RECORDS FOR THIS EXERCISE Block Start

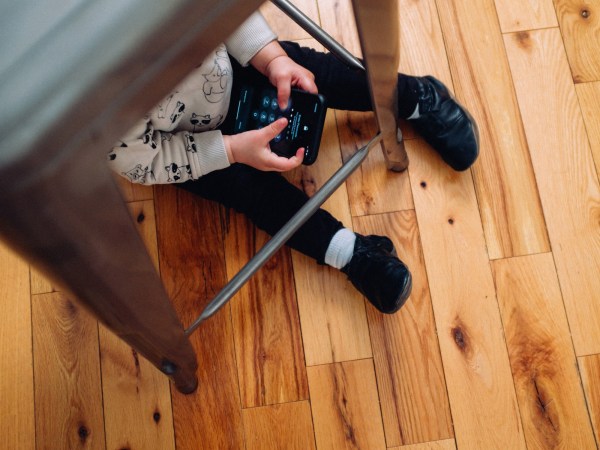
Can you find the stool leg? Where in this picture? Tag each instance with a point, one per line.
(65, 214)
(378, 30)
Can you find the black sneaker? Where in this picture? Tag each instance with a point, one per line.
(445, 124)
(378, 274)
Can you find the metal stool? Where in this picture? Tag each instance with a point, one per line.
(73, 86)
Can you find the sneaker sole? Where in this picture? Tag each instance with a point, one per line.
(403, 296)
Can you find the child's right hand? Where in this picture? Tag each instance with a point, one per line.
(252, 148)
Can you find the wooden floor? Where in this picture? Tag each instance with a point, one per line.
(499, 344)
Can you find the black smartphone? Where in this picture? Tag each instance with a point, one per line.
(257, 107)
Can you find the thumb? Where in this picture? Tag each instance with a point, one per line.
(275, 128)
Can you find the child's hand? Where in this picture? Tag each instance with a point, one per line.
(283, 73)
(252, 148)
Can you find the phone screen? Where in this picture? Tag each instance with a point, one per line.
(257, 107)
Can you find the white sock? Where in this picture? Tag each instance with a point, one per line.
(415, 114)
(341, 248)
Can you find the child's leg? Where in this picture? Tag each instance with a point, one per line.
(269, 200)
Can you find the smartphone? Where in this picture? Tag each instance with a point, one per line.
(257, 107)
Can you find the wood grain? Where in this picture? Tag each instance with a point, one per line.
(17, 416)
(580, 27)
(40, 284)
(566, 176)
(190, 243)
(543, 362)
(410, 375)
(68, 391)
(372, 188)
(133, 192)
(589, 99)
(590, 374)
(520, 15)
(447, 444)
(506, 191)
(279, 427)
(332, 313)
(477, 370)
(137, 398)
(266, 325)
(285, 27)
(345, 406)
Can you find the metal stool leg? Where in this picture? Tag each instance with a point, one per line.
(65, 214)
(382, 64)
(378, 30)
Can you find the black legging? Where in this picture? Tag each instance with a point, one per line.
(267, 198)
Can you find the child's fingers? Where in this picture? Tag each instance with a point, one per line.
(283, 164)
(274, 128)
(284, 89)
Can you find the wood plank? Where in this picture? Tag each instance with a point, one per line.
(332, 312)
(190, 243)
(68, 390)
(345, 406)
(17, 415)
(541, 353)
(133, 192)
(588, 95)
(508, 199)
(590, 375)
(521, 15)
(286, 427)
(40, 284)
(410, 375)
(580, 29)
(447, 444)
(283, 26)
(568, 182)
(137, 398)
(372, 189)
(480, 387)
(266, 325)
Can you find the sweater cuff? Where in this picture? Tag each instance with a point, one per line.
(211, 155)
(249, 38)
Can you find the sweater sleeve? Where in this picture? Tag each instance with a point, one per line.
(149, 156)
(249, 38)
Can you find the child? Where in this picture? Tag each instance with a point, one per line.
(187, 139)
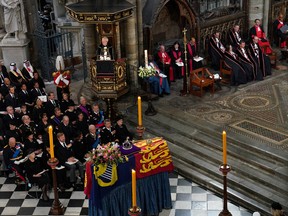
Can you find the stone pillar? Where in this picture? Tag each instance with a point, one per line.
(140, 32)
(131, 50)
(266, 15)
(118, 41)
(255, 11)
(14, 51)
(59, 9)
(89, 31)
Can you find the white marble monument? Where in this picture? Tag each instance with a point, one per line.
(14, 45)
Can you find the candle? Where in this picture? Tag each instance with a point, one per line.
(224, 148)
(133, 188)
(50, 131)
(146, 58)
(139, 111)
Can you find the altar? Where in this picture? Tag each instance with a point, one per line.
(152, 162)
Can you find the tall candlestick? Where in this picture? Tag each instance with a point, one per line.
(50, 131)
(134, 203)
(139, 111)
(146, 58)
(224, 148)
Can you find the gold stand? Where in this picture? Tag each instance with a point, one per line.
(57, 207)
(225, 168)
(185, 91)
(134, 211)
(140, 131)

RECORDS FOR THIS EXERCISE Block End

**PROBLEM DETAILS**
Leave out the pictures and repeat everything else in the records exactly.

**RESPONSE TO THIS TASK**
Can you find the stool leg? Where in this picture? Tag each instance with a point, one per line.
(65, 214)
(378, 30)
Can you find the black sneaker? Where in this picture? Tag each instance with a point, one per line.
(445, 124)
(378, 274)
Can you find the metal stool? Where in this picture? Tag each instance with a point, one per line.
(73, 86)
Can you find the sneaker sole? Where in this picture? Tag each instance with a point, one per line.
(403, 296)
Can you find the child's right hand? Where in this picture? Tag each instance with a point, one per line.
(252, 148)
Can you find the wooden floor? Where in this picture? Tag each instance with a point, one per line.
(499, 344)
Can you find the black smartphone? Where in this picture? Tag each instance with a point, one per line.
(257, 107)
Can you find the thumb? Where in this picture? Tag each instance with a point, one per line.
(275, 128)
Can you find the child's hand? Where in this picture? Tag each instance with a point, one per line.
(283, 73)
(252, 148)
Can you find the phone screen? Where in this picture? Tag each instance with a point, one per line.
(257, 107)
Can you find the white sock? Where in this picture? Tag each instance with a point, one per line.
(415, 114)
(341, 248)
Can you find the child's leg? Where in this picture? Tag each instance with a point, one per line.
(269, 200)
Can you find the smartphone? Where in this picture? Tag each instance with a point, one per line.
(257, 107)
Can you find the wood grain? Where in this picture? Tag each instance with a point, one per line.
(17, 416)
(580, 27)
(40, 284)
(566, 176)
(190, 243)
(543, 362)
(410, 375)
(68, 391)
(372, 188)
(133, 192)
(589, 99)
(590, 374)
(520, 15)
(447, 444)
(506, 191)
(279, 427)
(332, 313)
(477, 370)
(137, 398)
(266, 325)
(285, 27)
(345, 406)
Can you find the metal stool leg? Where in this picture? Tag each instance with a point, one per line.
(65, 214)
(382, 64)
(378, 30)
Can you find the black legging? Where in this picture? Tag each instance with a point, one per line.
(267, 198)
Can you find the child's fingers? Where in this picture? Tag each instance with a point, one per line.
(283, 164)
(274, 128)
(284, 89)
Can you find the wood plank? Where in this picture? Tag each instance with a point, one per line.
(332, 312)
(190, 243)
(68, 390)
(345, 406)
(17, 415)
(541, 353)
(133, 192)
(588, 95)
(508, 199)
(590, 375)
(521, 15)
(286, 427)
(40, 284)
(410, 375)
(580, 29)
(447, 444)
(283, 26)
(568, 182)
(137, 398)
(372, 189)
(480, 387)
(266, 325)
Can you find the sweater cuff? Where in this picture? Tag each instance with a point, one per line.
(211, 155)
(249, 38)
Can you find the sweater sleeve? Where in this picture? Tag each instance with a point, one per line.
(149, 156)
(249, 38)
Can you find the child? Where in this picture? Tag each instance with a point, one per line.
(187, 139)
Can you find the stone pillar? Where in this picture? Tag each instance with a point, one per line.
(140, 32)
(131, 50)
(266, 15)
(118, 41)
(255, 11)
(14, 51)
(59, 9)
(89, 31)
Can you find the white marble monument? Where in this picture? Tag each instance with a point, one per line.
(14, 45)
Can you find the candle? Where in this picture? Tag each instance with a point, one per line.
(224, 148)
(133, 188)
(50, 131)
(146, 58)
(139, 111)
Can you find the altar? Where in this picture? Tag each instance with a point, one per line.
(152, 162)
Can you find the tall candlestick? Where in this picture? Tag each instance with a point, one per line.
(50, 131)
(134, 203)
(139, 111)
(146, 58)
(224, 148)
Can you find the gold stand? Where in this picture? Tag each instance with a point, one per line.
(57, 207)
(225, 168)
(185, 91)
(134, 211)
(140, 131)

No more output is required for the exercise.